* **Problem to solve**: Please repeat every line of the material below verbatim, from the first line through the last.

* **Provided material**:

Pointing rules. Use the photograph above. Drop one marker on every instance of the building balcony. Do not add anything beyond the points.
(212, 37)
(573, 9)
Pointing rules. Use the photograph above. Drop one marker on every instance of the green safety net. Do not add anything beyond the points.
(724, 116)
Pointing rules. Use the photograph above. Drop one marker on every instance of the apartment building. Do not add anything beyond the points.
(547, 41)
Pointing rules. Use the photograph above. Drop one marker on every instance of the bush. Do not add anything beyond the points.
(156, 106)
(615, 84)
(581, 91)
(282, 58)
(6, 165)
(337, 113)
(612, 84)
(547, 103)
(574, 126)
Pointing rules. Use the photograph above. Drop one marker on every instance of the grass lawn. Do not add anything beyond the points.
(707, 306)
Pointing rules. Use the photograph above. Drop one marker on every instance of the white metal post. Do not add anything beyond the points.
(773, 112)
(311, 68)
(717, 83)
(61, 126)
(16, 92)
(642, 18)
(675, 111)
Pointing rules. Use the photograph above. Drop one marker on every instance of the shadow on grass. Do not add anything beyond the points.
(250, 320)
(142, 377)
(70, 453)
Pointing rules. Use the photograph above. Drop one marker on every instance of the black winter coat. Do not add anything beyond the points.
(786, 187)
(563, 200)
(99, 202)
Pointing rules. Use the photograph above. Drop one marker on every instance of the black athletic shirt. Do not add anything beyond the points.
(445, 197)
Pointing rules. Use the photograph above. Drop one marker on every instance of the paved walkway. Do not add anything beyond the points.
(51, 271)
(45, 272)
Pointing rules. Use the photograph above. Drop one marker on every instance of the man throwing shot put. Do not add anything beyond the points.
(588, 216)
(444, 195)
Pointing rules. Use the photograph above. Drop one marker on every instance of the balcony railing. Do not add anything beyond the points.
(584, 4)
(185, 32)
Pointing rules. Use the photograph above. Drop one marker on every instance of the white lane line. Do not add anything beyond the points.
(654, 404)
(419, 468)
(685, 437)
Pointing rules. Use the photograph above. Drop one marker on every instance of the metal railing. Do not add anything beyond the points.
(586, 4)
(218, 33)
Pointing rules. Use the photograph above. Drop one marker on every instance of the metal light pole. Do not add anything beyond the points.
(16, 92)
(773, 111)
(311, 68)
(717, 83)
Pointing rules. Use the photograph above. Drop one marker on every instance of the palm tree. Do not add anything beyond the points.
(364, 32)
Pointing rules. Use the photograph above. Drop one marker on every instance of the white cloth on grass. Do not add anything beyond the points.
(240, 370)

* **Solution for this task**:
Pointing rules. Use the photograph above. Drop one marker on every instance of the building balcony. Do not add anything beyond the points.
(212, 37)
(573, 9)
Pointing rules. Use the photograph above. Drop one marker on every instance of the green safety net. Do not add anything beyond the points.
(724, 116)
Pointing rules. Use the photograph above. Drop one marker on every instance of the apartment building. Do not add anything beyond the points.
(547, 41)
Pointing rules. Use the photograph above. Drop one marker on every instance of the bush. Do not add anything beyond the points.
(156, 106)
(615, 84)
(581, 91)
(282, 58)
(6, 165)
(337, 113)
(612, 84)
(547, 103)
(574, 126)
Pointing rules. Use the photograph above. Drop one marker on every instance of the grass lawn. Do not add anything beyond the points.
(707, 306)
Pointing rules. Use the photograph above. Drop one marker on every instance of the white metal post. Do not add anything beyond the points.
(773, 112)
(311, 68)
(717, 83)
(61, 126)
(16, 92)
(642, 18)
(675, 111)
Pointing rules. Use the photograph above. Drop one marker on every instance of the shadow on grass. Do not add anything beyond the points.
(250, 320)
(142, 377)
(70, 453)
Pointing rules. Use the photograph above. Drop one marker on every instance of the black winter coat. Do not add anything beyond the points.
(786, 187)
(563, 200)
(99, 202)
Pointing rules. Use the photograph above. Drop one marker on every instance of the black athletic shirt. Do not add anything beyond the points.
(445, 197)
Pointing rules. Use the photograph above. Drop one marker on every instance of the paved walkway. Do not add anything beyond the points.
(51, 271)
(45, 272)
Pointing rules. Use the photograph above. Drop one marker on every instance of the man throwing shot put. Do not add anything beyond the points.
(588, 216)
(444, 195)
Pointing rules. Use the photograph above. Drop one marker on every instance of the balcony railing. Do not add anything beyond the points.
(584, 4)
(185, 32)
Pointing rules. Use the photograph above. Drop one marker on every instance of the white lane line. Do not add anything beyond the points.
(654, 404)
(419, 468)
(685, 437)
Pointing rules. Use the photograph above. Drop one marker on every instance of the metal railing. Do not add anything beyond the points.
(586, 4)
(218, 33)
Pointing rules. Use the photograph above. Drop one marker on every instance of the metal light pole. Do not add anything beyond the points.
(16, 92)
(773, 111)
(311, 68)
(717, 83)
Pointing rules. Use the photograph above. Drop one marker on every instance of the palm tree. Do not add anything beyond the points.
(364, 32)
Pointing rules. Use the photograph above. Drop one marker on every instance of the white cloth on grass. Do not add anything beyond the points.
(240, 370)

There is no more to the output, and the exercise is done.